- What you need to do
• A. In the passage on health-care rankings, how many nations did the Commonwealth Fund's report cover?
• B. Change "private foundation" to "nonprofit foundation" in the passage on health-care rankings, and give everything from "This summer, the" down to "U.S. health care.".
• C. Write what comes next in the passage on health-care rankings, after its final sentence.

- Text section
The Obama administration showed its hand long ago with the nomination of Tom Daschle, an advocate for Britain's socialized National Health Service, as secretary of Health and Human Services in 2009. (Mr. Daschle withdrew amid criticism for nonpayment of taxes.) The White House installed another outspoken NHS fan, Donald Berwick, as an interim appointee (2010-11) to run the Centers for Medicare and Medicaid Services.

This summer, the Commonwealth Fund—a private foundation focused on health care that is a favorite of progressive policy types—issued a report ranking the NHS as the best medical system among those in 11 of the world's most advanced nations, including Canada, France, Germany, Switzerland and Sweden. Coming in last: U.S. health care.

Yet the Commonwealth rankings are contradicted by objective data about access and medical-care quality in peer-reviewed academic journals. For instance, Americans diagnosed with heart disease receive treatment with medications significantly more frequently than patients in Western Europe, according to Kenneth Thorpe in Health Affairs in 2007. In Lancet Oncology in that same year, Arduino Verdecchia published data demonstrating that American cancer patients have survival rates for all major cancers better than those in Western Europe and far better than in the U.K.

Similar examples concerning the deadliest and most significant diseases abound in medical journals. One may ask why the Commonwealth Fund's health-care rankings published in June don't reflect that reality. Theanswer lies in the report's methodology, which relied heavily on subjective surveys about "perceptions and experiences of patients and physicians."

- Input data
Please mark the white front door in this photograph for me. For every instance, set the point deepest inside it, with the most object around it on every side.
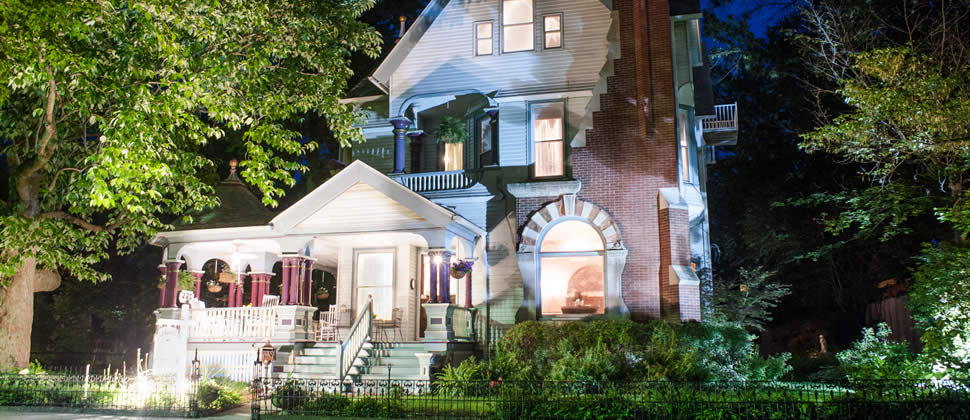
(375, 280)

- Responses by item number
• A. 11 of the world's most advanced nations

• B.
This summer, the Commonwealth Fund—a nonprofit foundation focused on health care that is a favorite of progressive policy types—issued a report ranking the NHS as the best medical system among those in 11 of the world's most advanced nations, including Canada, France, Germany, Switzerland and Sweden. Coming in last: U.S. health care.

• C.
Yet even as the single-payer system remains the ideal for many on the left, it's worth examining how Britain's NHS, established in 1948, is faring. The answer: badly. NHS England—a government body that receives about £100 billion a year from the Department of Health to run England's health-care system—reported this month that its hospital waiting lists soared to their highest point since 2006, with 3.2 million patients waiting for treatment after diagnosis. NHS England figures for July 2013 show that 508,555 people in London alone were waiting for operations or other treatments—the highest total for at least five years.

Even cancer patients have to wait: According to a June report by NHS England, more than 15% of patients referred by their general practitioner for "urgent" treatment after being diagnosed with suspected cancer waited more than 62 days—two full months—to begin their first definitive treatment.

In response the British government has enlisted private care for help, including most recently through the Health and Social Care Act 2012. In May last year, the Nuffield Trust, an independent research and policy institute, along with the Institute for Fiscal Studies, the U.K.'s leading independent microeconomic research institute, issued a report on NHS-funded private care. The report showed that over the past decade the NHS, desperate to reduce its ever-expanding rolls, has increasingly sent patients to private care. The share of NHS-funded hip and knee replacements by private doctors increased to 19% in 2011-12, from a negligible amount in 2003-04.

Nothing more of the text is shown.